Request:
Collect each line in the records below that contains the word "white", and copy those lines out.

**** Record list ****

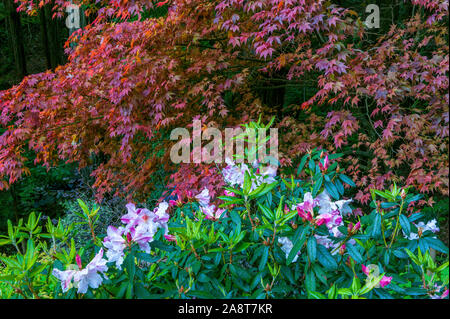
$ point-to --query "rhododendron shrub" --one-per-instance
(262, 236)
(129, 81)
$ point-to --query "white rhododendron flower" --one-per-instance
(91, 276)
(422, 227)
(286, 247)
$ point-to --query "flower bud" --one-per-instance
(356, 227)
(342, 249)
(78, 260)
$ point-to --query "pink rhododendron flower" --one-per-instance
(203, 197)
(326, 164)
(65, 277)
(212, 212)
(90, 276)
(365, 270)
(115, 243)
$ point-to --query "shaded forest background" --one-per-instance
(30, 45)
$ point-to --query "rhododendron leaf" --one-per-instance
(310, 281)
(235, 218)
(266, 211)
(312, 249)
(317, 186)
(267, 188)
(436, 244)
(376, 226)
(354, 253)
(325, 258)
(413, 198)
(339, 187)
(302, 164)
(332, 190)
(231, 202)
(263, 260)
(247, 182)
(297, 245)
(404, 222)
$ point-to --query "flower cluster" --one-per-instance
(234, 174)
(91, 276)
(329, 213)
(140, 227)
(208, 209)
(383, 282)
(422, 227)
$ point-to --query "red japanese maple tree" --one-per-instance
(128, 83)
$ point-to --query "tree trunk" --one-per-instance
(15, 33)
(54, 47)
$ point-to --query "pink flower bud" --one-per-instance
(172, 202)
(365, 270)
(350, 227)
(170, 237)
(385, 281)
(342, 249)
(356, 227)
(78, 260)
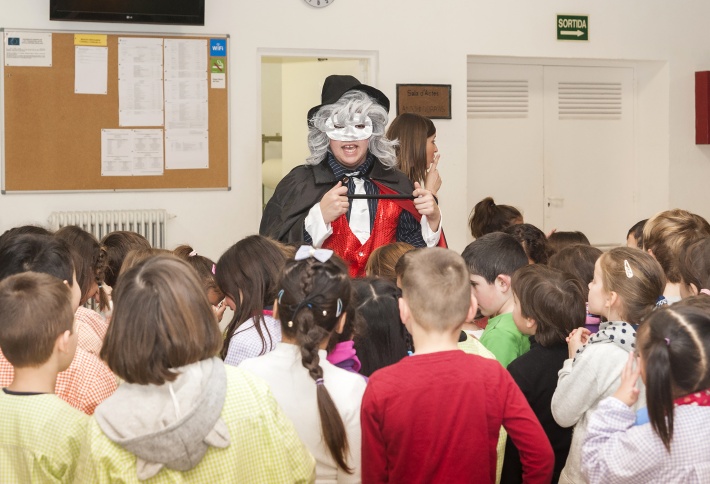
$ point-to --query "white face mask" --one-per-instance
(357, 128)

****
**** Record list ****

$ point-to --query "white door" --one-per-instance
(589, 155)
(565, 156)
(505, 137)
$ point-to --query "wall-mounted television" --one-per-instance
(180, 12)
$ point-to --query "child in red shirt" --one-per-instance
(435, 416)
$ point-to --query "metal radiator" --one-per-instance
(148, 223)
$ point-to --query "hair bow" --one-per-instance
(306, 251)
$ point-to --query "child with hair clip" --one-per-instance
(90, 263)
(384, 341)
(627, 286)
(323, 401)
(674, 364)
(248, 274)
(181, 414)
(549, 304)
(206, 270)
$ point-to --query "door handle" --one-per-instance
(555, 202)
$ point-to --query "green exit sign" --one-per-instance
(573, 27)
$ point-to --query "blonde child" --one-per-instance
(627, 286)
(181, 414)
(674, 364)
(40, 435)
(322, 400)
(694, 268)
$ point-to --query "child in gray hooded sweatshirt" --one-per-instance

****
**** Record list ****

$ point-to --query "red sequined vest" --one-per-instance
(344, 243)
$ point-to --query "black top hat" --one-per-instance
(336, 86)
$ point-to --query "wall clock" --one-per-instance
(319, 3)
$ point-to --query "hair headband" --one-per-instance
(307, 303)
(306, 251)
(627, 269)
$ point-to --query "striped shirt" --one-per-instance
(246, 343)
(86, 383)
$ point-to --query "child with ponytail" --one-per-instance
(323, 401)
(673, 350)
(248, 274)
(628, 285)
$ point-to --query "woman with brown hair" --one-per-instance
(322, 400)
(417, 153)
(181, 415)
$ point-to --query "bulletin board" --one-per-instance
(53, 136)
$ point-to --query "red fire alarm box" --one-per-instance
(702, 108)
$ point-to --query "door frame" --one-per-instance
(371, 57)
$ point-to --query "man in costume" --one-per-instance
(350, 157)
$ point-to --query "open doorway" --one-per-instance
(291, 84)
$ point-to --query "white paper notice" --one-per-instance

****

Answer to this task:
$ point-to --query "white rhododendron flower" --one-per-instance
$ point-to --query "white face mask" --one-per-instance
$ point-to --query "white door" --one-per-instance
$ point-to --query "white paper notice" --one-per-instance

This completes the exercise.